*The task*: Look through the data below for the string "castle", and copy every line where it turns up.

Saved entries:
== Segment start ==

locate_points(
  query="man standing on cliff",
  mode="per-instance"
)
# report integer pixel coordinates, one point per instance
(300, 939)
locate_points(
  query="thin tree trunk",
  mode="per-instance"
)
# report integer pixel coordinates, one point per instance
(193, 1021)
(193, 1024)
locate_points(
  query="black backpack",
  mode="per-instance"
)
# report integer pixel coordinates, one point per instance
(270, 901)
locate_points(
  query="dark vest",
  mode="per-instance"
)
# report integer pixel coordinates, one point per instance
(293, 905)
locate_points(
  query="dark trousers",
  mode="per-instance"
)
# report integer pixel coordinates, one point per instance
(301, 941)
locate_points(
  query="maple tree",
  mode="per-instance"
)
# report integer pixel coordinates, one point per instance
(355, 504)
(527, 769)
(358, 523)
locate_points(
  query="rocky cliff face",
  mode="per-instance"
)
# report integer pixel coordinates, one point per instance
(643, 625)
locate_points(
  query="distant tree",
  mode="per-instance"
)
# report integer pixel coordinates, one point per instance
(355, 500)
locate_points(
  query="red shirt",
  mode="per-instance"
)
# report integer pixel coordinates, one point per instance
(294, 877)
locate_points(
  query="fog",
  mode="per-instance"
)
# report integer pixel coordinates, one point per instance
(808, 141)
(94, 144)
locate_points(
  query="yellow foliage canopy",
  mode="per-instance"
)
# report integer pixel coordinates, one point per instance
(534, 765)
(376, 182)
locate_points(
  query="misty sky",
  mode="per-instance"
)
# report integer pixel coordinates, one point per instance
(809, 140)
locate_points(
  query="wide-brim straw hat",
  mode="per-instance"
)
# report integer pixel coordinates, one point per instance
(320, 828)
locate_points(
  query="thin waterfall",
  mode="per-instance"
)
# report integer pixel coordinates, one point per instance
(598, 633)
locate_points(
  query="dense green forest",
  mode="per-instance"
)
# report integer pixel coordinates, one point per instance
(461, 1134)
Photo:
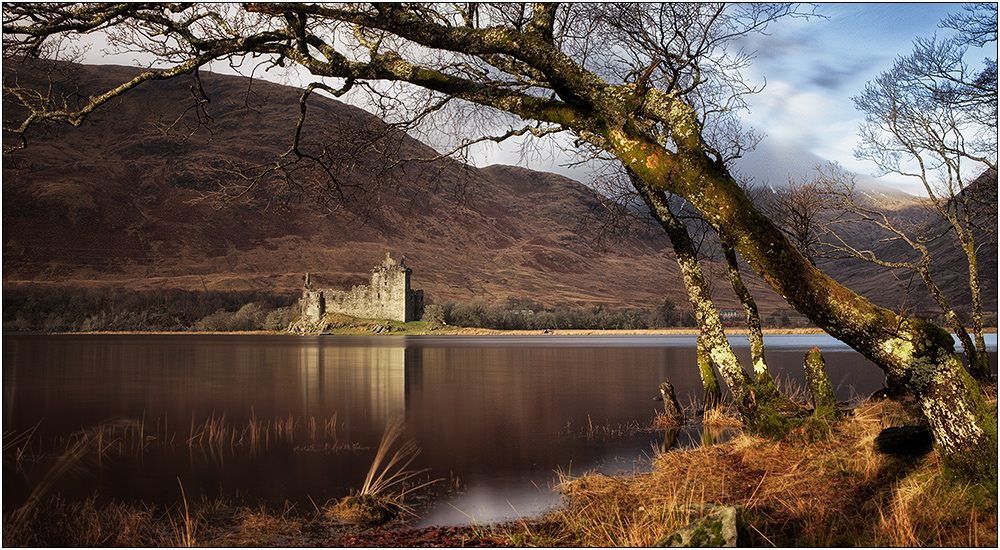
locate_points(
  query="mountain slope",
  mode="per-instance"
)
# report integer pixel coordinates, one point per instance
(129, 199)
(152, 192)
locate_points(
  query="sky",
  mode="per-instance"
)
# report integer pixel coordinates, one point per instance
(812, 68)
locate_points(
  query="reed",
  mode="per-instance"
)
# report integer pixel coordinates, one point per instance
(801, 491)
(184, 528)
(381, 497)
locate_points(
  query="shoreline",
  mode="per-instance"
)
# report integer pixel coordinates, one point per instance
(473, 331)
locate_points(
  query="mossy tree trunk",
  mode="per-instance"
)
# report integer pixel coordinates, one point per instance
(713, 393)
(754, 332)
(824, 401)
(652, 125)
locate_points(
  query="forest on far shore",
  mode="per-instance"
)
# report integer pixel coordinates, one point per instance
(62, 309)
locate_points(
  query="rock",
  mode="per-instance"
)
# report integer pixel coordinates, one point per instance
(722, 527)
(671, 407)
(905, 441)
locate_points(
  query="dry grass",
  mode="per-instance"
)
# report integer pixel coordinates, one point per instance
(814, 488)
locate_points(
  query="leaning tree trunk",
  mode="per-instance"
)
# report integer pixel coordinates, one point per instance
(758, 406)
(754, 332)
(713, 393)
(713, 337)
(824, 401)
(919, 353)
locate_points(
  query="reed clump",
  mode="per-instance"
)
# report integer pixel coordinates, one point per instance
(381, 497)
(816, 488)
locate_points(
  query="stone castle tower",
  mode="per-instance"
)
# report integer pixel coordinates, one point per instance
(389, 296)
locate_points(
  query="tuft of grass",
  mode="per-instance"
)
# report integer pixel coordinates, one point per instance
(381, 497)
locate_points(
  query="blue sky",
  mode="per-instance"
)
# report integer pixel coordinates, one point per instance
(812, 67)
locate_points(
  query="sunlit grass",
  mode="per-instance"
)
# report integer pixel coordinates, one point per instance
(382, 495)
(826, 489)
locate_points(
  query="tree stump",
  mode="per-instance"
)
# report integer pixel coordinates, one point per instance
(905, 441)
(819, 383)
(670, 405)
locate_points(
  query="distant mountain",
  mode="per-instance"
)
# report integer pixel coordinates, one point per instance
(949, 266)
(132, 199)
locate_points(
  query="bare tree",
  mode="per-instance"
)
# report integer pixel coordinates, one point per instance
(934, 119)
(855, 207)
(642, 82)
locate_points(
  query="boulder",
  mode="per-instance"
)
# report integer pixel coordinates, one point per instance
(905, 441)
(721, 526)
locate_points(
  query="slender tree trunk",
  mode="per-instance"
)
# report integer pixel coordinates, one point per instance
(713, 393)
(920, 354)
(751, 405)
(754, 332)
(974, 353)
(979, 363)
(824, 401)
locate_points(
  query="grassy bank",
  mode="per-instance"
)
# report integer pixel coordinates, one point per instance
(820, 486)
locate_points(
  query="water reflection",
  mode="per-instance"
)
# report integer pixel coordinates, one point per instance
(496, 416)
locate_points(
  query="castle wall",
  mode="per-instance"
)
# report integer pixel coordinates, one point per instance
(389, 296)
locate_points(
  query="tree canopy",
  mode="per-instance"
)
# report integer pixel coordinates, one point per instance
(656, 87)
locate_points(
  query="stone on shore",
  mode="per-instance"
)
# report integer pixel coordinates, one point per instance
(722, 526)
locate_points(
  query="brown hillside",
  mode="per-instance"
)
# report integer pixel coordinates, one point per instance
(128, 200)
(148, 194)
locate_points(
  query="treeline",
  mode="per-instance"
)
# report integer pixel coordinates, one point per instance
(529, 316)
(45, 309)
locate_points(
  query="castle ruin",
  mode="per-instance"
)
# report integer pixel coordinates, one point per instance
(387, 297)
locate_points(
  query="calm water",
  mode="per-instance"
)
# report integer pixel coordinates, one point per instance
(495, 416)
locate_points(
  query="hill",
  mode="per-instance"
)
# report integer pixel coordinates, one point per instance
(148, 194)
(172, 189)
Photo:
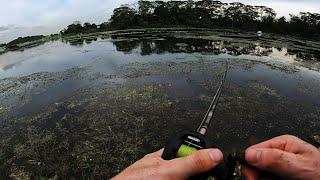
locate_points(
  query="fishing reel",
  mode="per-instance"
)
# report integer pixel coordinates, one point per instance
(189, 142)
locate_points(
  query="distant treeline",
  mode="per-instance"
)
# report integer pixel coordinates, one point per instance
(25, 39)
(204, 14)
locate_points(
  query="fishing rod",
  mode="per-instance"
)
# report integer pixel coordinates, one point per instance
(191, 141)
(209, 115)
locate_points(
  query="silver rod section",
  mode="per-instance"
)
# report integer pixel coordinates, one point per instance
(209, 115)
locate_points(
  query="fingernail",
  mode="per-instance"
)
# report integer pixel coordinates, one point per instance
(253, 155)
(214, 154)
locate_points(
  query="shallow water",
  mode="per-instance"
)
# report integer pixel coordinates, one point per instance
(163, 84)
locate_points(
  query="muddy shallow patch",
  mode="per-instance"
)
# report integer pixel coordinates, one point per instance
(102, 127)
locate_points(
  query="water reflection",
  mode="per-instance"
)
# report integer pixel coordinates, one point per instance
(148, 46)
(80, 41)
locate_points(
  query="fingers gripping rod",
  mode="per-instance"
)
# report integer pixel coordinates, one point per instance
(209, 115)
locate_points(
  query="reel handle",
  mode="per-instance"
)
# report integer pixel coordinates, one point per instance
(189, 142)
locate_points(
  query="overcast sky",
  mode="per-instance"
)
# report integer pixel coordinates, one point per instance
(52, 15)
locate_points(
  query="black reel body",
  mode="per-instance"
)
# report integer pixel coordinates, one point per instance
(189, 142)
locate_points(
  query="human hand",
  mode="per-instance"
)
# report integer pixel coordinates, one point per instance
(286, 156)
(152, 166)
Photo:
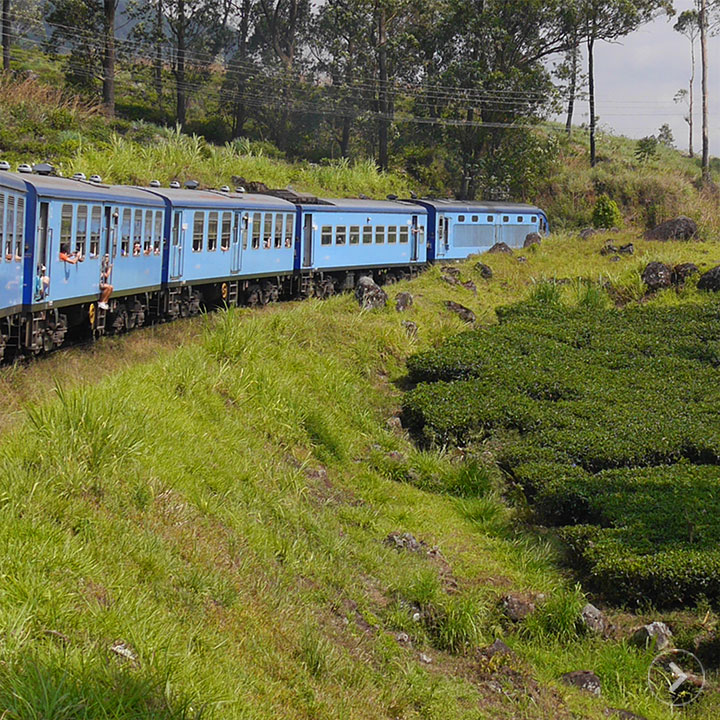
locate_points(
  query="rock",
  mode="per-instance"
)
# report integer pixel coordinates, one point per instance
(369, 294)
(451, 270)
(680, 228)
(656, 636)
(623, 714)
(497, 648)
(594, 619)
(501, 247)
(410, 327)
(710, 280)
(657, 275)
(517, 607)
(466, 314)
(404, 541)
(584, 680)
(683, 271)
(403, 301)
(531, 239)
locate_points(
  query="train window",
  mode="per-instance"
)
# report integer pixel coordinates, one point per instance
(267, 234)
(147, 235)
(10, 228)
(289, 227)
(81, 229)
(125, 233)
(257, 230)
(212, 231)
(278, 231)
(158, 232)
(198, 231)
(137, 233)
(226, 231)
(65, 224)
(19, 229)
(95, 229)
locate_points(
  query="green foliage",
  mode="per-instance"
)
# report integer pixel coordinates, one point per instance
(606, 213)
(569, 405)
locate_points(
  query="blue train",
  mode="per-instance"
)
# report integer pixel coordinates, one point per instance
(86, 258)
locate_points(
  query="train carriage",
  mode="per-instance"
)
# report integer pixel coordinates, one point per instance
(459, 228)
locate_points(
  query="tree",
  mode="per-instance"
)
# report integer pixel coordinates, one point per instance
(688, 24)
(609, 20)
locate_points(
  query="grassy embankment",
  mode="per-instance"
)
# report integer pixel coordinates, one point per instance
(220, 509)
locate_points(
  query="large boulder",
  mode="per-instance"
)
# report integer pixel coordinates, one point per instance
(710, 280)
(680, 228)
(466, 314)
(657, 275)
(501, 247)
(369, 294)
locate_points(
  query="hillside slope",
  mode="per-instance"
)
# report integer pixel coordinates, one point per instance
(202, 533)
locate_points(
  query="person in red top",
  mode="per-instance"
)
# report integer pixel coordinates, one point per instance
(67, 256)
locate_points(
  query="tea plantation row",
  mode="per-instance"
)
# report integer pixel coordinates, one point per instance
(610, 423)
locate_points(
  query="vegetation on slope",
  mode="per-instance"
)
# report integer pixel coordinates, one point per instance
(201, 534)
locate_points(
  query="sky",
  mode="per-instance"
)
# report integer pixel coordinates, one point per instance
(637, 78)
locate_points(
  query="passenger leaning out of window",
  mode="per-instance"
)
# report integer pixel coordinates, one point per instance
(105, 286)
(67, 256)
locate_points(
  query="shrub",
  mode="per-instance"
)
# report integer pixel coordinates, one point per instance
(606, 213)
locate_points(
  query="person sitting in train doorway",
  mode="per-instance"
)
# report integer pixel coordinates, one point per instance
(67, 256)
(105, 286)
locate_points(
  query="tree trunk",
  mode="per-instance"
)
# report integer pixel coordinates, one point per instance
(109, 58)
(591, 93)
(573, 87)
(7, 34)
(157, 64)
(703, 50)
(383, 104)
(180, 66)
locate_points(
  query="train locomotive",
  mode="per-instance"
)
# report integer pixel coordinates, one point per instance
(161, 253)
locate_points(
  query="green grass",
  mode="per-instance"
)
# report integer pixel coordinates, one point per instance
(220, 509)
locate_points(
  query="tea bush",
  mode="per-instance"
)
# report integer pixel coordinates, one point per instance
(608, 421)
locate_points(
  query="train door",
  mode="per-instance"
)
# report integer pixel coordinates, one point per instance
(307, 239)
(238, 242)
(42, 269)
(416, 231)
(176, 245)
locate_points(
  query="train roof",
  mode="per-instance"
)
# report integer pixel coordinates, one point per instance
(49, 186)
(469, 206)
(215, 198)
(364, 205)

== Segment end ==

*Response to the exercise*:
  query="stone castle tower",
  query="castle wall",
  query="castle ruin",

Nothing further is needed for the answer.